Exercise instructions: Starting with the line that contains "trace the outline of every instance of the beard", copy every line through the end of the data below, exactly and with nothing added.

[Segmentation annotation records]
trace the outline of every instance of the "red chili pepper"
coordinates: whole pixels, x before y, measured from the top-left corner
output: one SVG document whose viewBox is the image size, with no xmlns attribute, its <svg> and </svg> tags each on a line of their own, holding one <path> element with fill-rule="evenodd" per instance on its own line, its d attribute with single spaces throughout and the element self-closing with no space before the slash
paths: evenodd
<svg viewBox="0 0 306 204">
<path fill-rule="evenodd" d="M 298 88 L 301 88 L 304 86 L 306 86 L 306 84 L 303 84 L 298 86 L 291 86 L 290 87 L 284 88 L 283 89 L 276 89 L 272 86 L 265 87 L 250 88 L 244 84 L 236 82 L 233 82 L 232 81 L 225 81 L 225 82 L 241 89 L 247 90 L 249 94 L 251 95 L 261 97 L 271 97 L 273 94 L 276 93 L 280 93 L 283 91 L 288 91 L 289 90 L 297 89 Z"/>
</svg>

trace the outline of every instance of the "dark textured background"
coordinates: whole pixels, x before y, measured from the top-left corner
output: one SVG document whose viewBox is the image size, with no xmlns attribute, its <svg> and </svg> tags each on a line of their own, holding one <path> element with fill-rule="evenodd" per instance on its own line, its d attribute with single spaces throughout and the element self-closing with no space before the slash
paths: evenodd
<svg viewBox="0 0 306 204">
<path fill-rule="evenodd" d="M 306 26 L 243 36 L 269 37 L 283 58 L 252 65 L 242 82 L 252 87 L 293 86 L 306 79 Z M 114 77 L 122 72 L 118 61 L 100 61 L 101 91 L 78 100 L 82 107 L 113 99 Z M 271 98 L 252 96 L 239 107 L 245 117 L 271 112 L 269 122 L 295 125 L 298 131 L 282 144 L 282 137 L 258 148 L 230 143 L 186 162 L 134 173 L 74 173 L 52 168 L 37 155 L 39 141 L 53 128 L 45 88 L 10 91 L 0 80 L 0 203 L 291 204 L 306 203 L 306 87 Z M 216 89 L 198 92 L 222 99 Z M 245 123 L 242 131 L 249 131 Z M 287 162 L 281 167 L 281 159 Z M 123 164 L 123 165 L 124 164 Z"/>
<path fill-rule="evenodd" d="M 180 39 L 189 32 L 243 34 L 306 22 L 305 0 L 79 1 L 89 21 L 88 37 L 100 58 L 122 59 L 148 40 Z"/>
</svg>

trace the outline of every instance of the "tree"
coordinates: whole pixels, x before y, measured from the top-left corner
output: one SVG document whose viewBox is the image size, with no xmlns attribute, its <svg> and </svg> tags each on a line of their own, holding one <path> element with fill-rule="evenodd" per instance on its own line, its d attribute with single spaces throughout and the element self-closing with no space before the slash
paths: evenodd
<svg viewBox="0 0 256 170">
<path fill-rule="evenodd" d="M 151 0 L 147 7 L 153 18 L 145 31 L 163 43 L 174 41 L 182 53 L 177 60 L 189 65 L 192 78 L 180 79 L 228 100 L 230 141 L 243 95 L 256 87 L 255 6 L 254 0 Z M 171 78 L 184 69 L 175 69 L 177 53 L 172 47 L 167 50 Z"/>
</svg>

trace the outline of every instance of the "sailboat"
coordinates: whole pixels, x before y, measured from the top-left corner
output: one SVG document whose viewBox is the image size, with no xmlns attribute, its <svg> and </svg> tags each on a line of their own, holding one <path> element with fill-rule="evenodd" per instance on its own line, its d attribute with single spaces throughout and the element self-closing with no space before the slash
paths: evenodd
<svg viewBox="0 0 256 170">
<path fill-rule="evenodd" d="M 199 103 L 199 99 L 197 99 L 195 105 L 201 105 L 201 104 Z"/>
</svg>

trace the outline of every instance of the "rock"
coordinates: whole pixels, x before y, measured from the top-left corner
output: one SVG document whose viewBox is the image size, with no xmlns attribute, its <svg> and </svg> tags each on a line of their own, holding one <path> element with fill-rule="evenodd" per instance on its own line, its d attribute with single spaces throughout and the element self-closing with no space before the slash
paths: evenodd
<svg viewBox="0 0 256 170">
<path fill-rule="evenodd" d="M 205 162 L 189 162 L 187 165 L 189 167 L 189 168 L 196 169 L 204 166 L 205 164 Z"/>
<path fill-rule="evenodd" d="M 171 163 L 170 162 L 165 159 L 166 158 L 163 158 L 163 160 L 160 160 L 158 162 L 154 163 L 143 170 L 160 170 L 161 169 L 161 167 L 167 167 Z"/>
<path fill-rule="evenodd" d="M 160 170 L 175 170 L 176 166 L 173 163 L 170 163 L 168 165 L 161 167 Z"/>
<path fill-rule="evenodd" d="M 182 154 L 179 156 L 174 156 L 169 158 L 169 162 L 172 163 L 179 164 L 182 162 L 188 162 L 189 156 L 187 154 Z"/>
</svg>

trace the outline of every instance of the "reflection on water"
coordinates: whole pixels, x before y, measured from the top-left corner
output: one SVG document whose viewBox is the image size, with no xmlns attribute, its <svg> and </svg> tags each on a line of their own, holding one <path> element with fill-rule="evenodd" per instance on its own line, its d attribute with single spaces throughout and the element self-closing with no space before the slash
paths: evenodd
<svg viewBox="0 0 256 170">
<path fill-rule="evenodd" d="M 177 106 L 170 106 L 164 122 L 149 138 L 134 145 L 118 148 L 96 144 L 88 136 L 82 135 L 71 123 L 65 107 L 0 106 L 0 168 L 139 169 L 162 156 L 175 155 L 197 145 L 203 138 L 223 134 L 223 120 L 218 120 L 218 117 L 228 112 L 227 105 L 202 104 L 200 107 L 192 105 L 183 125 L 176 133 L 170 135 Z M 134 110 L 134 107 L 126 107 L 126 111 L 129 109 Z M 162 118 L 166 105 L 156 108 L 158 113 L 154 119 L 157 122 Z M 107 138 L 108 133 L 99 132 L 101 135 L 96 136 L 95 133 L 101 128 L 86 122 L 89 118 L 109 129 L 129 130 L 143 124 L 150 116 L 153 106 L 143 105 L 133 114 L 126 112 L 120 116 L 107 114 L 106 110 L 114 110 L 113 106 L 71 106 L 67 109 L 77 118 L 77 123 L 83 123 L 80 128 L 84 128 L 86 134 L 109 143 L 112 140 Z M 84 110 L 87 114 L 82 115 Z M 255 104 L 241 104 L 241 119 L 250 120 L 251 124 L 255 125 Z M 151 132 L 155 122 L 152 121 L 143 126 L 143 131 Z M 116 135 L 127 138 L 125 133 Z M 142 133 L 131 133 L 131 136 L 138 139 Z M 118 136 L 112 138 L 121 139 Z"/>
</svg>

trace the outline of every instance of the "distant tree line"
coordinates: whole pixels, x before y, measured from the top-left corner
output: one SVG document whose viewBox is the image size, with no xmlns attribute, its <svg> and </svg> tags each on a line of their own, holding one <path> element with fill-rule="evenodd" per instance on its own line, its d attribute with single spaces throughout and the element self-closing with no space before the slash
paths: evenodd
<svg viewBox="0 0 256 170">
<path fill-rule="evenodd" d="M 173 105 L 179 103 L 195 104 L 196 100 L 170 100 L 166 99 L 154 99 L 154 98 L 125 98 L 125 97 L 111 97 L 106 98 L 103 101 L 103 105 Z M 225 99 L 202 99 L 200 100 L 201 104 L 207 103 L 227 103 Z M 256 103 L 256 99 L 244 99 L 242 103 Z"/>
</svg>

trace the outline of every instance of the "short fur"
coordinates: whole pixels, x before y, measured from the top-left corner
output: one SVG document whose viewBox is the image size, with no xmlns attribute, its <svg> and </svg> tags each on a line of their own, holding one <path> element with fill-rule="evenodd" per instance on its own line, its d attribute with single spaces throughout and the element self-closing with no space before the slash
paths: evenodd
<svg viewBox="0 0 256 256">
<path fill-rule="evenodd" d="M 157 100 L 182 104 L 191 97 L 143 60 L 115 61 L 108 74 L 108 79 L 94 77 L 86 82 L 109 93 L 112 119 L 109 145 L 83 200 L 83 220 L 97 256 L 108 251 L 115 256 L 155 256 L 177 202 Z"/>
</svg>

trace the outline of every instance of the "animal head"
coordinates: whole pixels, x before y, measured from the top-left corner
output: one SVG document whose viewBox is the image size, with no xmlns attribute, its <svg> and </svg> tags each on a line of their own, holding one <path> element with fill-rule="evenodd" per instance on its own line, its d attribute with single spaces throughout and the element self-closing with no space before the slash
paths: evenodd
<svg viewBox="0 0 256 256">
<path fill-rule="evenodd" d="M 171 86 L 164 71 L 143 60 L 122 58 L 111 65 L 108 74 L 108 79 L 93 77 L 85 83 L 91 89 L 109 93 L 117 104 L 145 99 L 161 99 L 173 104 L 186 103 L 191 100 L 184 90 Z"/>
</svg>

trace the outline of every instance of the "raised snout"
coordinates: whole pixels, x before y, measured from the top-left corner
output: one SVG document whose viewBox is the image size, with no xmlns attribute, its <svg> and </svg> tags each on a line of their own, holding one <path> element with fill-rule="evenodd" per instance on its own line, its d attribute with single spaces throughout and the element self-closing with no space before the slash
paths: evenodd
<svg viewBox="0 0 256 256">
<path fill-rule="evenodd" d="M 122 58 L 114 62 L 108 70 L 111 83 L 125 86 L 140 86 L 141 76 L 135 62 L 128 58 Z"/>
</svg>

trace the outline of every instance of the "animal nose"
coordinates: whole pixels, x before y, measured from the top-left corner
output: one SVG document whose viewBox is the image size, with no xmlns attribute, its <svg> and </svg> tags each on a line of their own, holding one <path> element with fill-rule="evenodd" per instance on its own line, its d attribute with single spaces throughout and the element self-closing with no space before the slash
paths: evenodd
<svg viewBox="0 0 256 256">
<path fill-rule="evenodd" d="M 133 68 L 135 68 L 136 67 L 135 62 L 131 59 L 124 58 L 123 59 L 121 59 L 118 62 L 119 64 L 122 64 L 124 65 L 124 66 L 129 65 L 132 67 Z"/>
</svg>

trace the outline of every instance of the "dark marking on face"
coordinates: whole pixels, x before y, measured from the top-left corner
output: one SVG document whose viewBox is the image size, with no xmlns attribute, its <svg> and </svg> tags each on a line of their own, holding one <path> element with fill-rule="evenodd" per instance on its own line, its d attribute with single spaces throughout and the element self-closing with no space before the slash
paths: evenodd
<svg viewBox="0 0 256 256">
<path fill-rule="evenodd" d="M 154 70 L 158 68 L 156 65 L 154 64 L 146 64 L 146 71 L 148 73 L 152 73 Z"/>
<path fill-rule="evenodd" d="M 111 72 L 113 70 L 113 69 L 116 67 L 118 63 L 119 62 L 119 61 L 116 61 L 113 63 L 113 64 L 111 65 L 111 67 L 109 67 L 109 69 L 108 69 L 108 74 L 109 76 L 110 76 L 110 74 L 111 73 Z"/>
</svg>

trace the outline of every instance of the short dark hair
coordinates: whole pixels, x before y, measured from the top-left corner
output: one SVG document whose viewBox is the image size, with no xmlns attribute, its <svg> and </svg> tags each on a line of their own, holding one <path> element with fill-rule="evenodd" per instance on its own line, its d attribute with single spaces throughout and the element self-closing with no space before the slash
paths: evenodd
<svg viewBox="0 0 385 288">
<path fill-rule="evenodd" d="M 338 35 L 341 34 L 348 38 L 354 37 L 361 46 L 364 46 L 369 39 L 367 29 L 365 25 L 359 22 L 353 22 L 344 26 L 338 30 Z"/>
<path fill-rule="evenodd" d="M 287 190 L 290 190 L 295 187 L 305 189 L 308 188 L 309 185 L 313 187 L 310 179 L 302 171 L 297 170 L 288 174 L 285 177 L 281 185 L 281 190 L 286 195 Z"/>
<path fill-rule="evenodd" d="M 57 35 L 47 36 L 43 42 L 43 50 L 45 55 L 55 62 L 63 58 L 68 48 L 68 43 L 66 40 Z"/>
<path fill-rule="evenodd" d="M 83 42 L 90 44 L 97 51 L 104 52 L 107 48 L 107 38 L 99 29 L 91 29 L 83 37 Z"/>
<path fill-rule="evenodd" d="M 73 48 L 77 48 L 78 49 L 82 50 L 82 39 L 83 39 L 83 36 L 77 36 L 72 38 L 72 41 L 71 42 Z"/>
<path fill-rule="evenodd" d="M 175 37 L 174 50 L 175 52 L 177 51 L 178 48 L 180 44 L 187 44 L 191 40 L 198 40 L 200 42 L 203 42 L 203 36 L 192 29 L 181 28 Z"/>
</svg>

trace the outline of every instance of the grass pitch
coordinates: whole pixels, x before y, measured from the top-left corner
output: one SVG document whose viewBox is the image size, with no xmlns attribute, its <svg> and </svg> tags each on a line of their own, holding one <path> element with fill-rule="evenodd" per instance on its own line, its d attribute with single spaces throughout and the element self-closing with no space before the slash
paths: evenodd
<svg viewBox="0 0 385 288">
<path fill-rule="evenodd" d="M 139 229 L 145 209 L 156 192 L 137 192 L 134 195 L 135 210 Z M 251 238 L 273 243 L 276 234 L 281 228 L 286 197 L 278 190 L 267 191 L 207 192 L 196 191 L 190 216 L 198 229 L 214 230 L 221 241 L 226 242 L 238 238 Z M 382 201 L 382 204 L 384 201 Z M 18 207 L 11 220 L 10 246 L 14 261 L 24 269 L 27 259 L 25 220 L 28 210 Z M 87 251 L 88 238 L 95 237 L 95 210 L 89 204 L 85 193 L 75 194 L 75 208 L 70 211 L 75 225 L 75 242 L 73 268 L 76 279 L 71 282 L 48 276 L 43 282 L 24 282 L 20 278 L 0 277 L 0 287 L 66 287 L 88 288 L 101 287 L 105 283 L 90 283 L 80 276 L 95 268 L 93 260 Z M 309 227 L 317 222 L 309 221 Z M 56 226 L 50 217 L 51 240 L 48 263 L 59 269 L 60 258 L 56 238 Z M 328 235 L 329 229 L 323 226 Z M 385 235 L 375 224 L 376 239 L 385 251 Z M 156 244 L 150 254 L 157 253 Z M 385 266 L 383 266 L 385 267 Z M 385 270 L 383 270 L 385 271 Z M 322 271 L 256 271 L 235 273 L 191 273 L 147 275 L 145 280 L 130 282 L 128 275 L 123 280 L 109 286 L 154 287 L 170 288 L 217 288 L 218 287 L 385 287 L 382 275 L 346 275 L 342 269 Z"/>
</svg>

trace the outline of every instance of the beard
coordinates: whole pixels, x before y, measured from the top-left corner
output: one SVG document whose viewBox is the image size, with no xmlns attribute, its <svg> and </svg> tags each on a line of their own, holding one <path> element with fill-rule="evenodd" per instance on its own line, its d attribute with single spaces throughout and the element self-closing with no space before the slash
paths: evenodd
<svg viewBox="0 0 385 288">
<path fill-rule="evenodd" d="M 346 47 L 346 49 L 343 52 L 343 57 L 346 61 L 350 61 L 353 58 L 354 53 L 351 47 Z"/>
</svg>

Response for this exercise:
trace the outline of every instance of the beard
coordinates: whole pixels, x before y, measured from the top-left corner
output: one SVG document whose viewBox is the image size, with no xmlns attribute, its <svg> and </svg> tags each on a line of their own, holding one <path> element with fill-rule="evenodd" per instance on its own line, its d attribute with single spaces throughout and the element self-closing with no space before the slash
paths: evenodd
<svg viewBox="0 0 385 288">
<path fill-rule="evenodd" d="M 346 47 L 346 49 L 343 52 L 343 57 L 346 61 L 350 61 L 353 58 L 354 53 L 351 47 Z"/>
</svg>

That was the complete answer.